*WHAT IS BEING ASKED*
Please take the lines from the one holding "Target: framed artwork on wall" through the one holding "Target: white cabinet with glass doors" in the data below and copy them exactly.

*DATASET ENTRIES*

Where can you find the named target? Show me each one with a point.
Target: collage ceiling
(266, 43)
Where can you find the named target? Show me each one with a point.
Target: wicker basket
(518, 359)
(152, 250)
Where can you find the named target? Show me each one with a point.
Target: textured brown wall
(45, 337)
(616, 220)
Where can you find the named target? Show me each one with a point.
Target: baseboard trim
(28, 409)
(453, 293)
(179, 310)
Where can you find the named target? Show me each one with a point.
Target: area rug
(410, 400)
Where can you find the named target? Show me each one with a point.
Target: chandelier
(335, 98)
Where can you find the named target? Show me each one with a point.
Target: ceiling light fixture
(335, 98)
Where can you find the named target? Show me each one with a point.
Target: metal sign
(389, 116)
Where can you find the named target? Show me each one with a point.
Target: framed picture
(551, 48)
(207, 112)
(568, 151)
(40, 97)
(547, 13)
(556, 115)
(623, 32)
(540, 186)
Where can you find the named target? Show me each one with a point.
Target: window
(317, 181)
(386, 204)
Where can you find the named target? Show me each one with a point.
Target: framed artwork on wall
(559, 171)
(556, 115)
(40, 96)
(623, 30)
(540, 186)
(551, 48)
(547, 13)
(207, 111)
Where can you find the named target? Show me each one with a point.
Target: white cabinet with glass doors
--
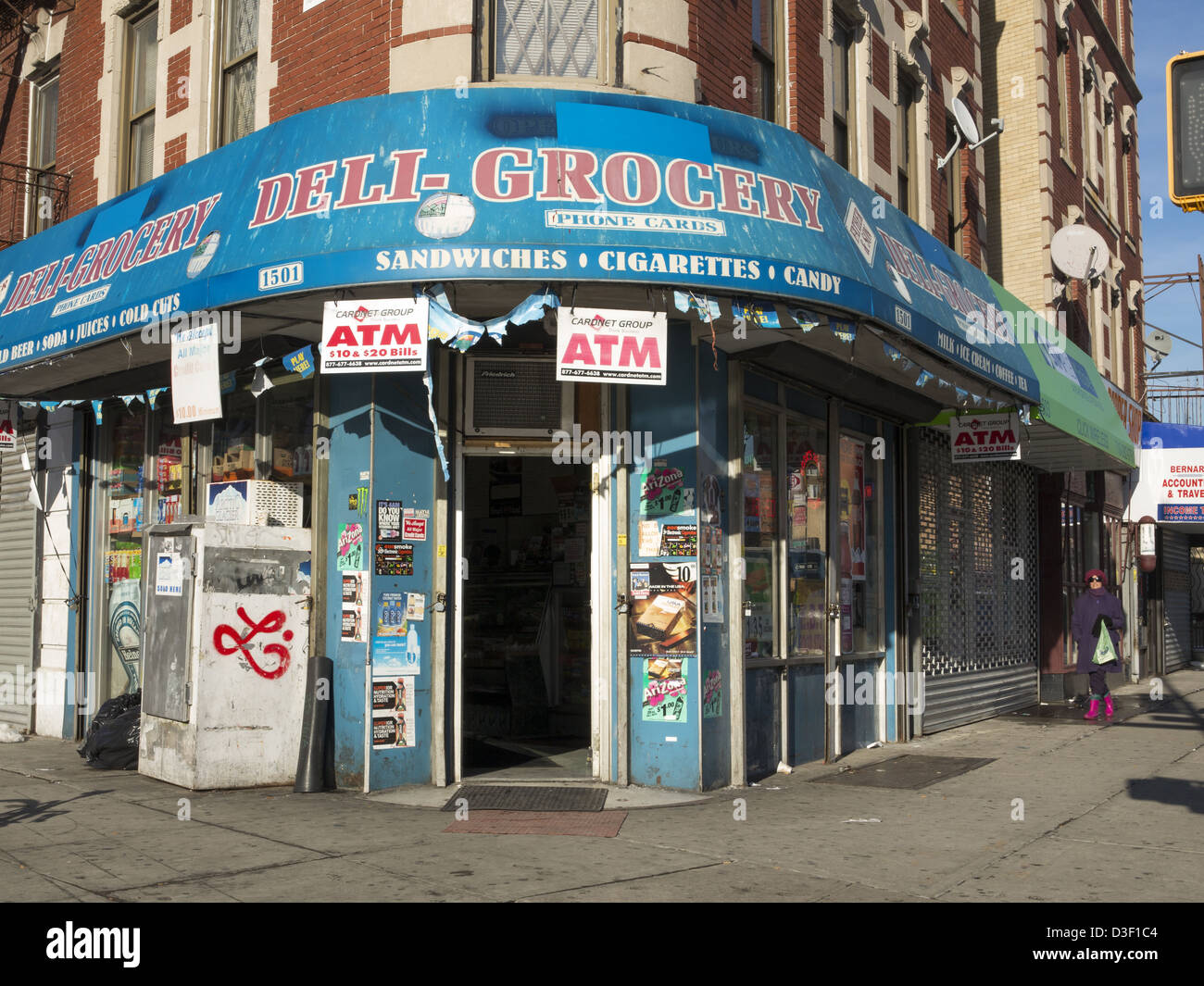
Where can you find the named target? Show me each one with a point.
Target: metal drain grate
==
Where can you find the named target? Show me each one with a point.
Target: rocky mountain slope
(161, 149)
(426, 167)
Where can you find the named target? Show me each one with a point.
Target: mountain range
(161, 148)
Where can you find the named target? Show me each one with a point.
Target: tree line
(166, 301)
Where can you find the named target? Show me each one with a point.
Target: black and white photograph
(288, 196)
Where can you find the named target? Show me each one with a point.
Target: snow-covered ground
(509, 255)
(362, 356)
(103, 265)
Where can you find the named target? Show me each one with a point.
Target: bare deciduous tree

*TASK ANSWER*
Target: framed artwork on wall
(559, 171)
(556, 115)
(40, 96)
(623, 30)
(540, 186)
(551, 48)
(547, 13)
(207, 111)
Where can you find the named target? Show me each one with a point.
Target: white cabinet with glass doors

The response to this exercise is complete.